___ Available data ___
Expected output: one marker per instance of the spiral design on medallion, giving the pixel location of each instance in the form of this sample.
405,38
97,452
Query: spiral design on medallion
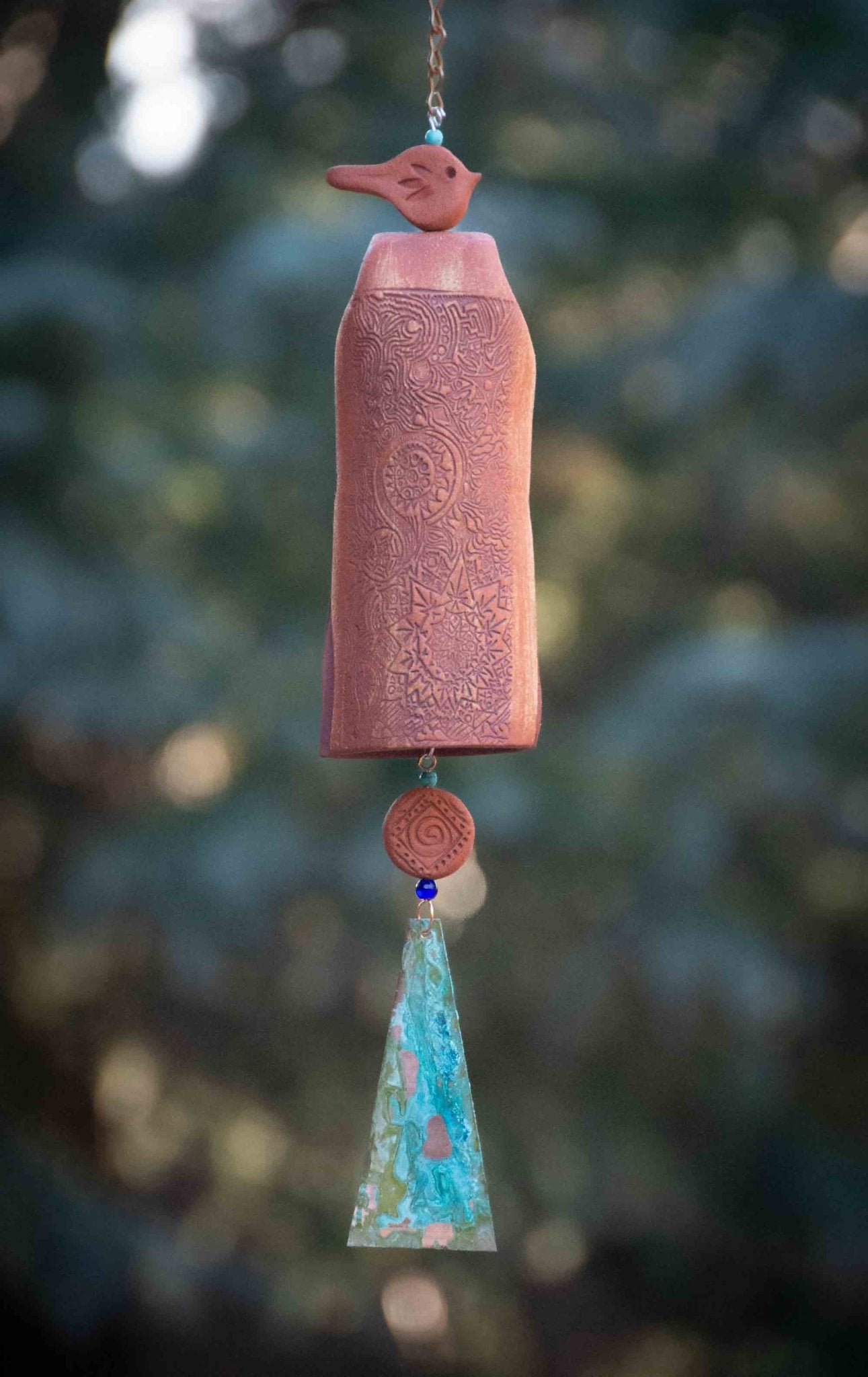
419,478
428,834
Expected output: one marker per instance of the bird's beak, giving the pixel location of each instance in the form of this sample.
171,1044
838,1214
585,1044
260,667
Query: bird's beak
350,177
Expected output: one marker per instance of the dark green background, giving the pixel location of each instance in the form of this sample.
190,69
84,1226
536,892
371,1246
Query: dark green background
663,996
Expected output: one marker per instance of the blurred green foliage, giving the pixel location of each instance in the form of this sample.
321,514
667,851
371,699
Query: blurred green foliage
663,993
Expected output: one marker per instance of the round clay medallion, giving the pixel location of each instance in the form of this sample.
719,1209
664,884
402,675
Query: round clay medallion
428,834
___
→ What the task asks
Repeat the material above exactly; pictures do not belong in the copy.

→ Reply to the exercise
Expected output: one marker per instance of the spiral design on medallion, giving the pixel location of each instance in the form of this sample.
405,38
97,452
Query: spiral design on medallion
419,478
428,834
Expected output: one marker per instance of the bird's beak, giving the pixel location of each instance in the form of this sample.
171,1044
838,1214
585,1044
260,667
Query: bird's beak
350,177
Expected output: one marker per instance of the dark green background, giving the pixel location of each instance in the form of this sample.
190,69
84,1226
536,892
371,1246
Query: dark green background
663,996
Expected output: one marker per instance of the blurred green foliage, giving the pixel location of each instance in the form of this sample.
321,514
667,851
371,699
Query: blurred green foliage
663,993
Expected output: one marker per instance of the round clay medallion, giving the pixel location of each instance in the form of this sample.
719,1209
664,884
402,675
Query: round clay medallion
428,834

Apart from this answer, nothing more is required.